== Instructions to follow ==
Collect every line in the entries below that contains the string "blurred", and list each one in full.

(Labeled box records)

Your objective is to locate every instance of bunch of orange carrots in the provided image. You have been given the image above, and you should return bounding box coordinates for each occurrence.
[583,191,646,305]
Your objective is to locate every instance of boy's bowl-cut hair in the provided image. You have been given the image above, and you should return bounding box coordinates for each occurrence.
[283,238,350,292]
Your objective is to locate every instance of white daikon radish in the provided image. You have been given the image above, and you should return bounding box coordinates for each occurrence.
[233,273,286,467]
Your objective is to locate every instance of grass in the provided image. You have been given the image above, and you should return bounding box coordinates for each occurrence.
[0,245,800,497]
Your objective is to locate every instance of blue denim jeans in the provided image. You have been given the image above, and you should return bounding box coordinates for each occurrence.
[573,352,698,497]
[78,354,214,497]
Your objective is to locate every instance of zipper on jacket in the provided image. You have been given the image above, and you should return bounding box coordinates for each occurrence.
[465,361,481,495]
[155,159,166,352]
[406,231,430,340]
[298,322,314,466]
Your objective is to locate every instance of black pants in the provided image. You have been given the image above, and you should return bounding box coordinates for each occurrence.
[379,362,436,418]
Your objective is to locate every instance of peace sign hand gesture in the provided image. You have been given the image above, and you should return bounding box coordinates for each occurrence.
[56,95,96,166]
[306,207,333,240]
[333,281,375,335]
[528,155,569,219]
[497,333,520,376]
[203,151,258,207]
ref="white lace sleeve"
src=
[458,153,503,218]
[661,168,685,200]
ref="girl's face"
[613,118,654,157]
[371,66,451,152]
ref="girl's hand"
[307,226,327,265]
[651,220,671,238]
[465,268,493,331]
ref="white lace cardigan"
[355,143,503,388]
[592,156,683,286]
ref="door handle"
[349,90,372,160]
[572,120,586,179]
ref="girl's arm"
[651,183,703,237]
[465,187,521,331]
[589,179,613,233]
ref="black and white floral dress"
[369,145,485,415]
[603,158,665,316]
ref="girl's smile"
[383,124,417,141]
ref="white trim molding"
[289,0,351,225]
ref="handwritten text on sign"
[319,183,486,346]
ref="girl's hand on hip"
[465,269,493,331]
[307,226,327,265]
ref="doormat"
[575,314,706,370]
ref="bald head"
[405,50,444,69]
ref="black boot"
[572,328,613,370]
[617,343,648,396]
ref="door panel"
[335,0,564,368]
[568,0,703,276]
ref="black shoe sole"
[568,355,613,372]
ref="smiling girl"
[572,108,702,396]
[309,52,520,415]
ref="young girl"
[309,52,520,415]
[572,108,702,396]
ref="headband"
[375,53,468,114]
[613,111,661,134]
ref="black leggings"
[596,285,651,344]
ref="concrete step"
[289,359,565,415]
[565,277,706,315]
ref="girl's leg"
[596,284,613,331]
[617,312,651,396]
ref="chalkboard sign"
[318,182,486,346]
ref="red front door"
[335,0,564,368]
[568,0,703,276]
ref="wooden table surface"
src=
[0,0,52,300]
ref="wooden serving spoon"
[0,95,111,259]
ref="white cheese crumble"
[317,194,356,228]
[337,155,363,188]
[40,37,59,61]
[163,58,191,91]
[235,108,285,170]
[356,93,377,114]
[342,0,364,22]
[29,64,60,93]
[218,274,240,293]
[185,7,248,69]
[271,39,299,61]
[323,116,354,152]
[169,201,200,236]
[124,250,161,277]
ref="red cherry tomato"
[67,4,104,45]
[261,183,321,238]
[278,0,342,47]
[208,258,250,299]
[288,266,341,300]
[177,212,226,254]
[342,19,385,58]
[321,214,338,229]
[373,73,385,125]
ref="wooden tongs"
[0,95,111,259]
--
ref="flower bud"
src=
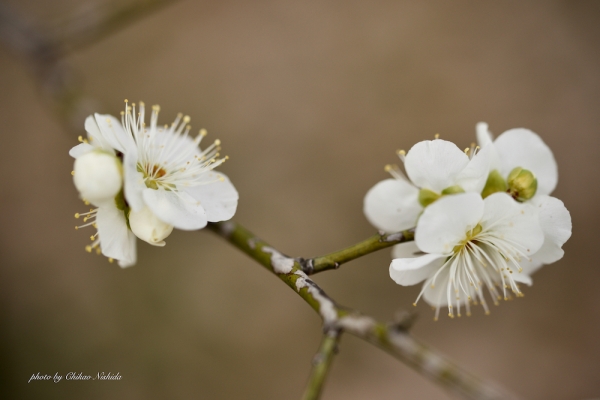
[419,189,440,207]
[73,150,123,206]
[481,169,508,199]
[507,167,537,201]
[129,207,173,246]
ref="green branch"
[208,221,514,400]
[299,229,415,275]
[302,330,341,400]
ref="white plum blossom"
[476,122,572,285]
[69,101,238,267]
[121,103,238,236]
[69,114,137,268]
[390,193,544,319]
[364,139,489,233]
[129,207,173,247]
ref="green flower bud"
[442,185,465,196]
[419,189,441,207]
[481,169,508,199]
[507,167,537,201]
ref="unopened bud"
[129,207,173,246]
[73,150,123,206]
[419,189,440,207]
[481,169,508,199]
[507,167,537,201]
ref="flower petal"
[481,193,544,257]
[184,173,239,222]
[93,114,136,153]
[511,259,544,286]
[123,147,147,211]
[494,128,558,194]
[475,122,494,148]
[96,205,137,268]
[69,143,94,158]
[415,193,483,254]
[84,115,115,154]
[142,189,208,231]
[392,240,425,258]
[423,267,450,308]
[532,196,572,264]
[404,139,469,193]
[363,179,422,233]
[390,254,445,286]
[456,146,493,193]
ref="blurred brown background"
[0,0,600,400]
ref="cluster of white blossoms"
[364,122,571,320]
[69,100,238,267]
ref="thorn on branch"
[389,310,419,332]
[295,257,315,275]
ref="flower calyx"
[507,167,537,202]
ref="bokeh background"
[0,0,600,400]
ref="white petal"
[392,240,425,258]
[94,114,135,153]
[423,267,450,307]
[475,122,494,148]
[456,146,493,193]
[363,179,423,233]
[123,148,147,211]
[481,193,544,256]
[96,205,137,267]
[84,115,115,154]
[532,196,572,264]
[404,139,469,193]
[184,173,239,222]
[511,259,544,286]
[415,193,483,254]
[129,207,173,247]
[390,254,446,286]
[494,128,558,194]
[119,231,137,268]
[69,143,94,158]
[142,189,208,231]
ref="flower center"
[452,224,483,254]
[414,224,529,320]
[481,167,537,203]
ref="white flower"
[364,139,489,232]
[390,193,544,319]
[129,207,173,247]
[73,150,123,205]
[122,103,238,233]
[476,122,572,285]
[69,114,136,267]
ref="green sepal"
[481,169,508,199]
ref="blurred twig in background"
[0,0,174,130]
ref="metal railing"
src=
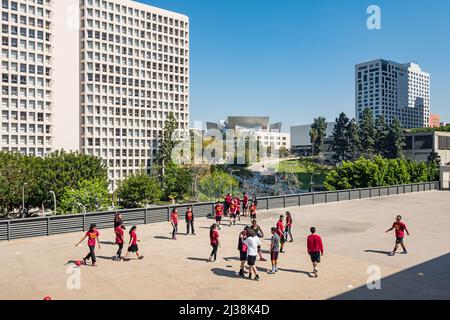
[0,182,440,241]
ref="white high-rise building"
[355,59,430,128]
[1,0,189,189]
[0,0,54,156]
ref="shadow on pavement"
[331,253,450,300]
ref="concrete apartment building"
* * *
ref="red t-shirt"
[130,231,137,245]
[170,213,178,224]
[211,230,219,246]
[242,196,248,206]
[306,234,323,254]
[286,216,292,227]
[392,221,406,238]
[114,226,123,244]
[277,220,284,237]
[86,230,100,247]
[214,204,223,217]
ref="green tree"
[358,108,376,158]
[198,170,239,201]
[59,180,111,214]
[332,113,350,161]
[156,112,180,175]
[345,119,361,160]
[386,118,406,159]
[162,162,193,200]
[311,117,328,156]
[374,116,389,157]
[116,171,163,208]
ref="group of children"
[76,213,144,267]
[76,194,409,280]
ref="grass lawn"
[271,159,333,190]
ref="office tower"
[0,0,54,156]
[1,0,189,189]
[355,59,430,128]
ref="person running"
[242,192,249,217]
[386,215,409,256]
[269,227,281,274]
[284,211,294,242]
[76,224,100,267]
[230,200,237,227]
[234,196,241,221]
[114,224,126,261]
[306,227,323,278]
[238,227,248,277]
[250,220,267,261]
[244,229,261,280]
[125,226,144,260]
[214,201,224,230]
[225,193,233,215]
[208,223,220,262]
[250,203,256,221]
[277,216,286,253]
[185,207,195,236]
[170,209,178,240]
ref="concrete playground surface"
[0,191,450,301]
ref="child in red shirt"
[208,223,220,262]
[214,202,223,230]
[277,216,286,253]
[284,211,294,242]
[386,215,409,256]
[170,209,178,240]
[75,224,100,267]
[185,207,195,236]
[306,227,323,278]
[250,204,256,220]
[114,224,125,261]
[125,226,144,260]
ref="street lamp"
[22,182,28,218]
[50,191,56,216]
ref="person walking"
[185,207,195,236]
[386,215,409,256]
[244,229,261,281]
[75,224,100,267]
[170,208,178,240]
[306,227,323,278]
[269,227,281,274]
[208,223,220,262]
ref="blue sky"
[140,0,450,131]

== Answer to this task ==
ref="blurred brown background"
ref="blurred twig in background"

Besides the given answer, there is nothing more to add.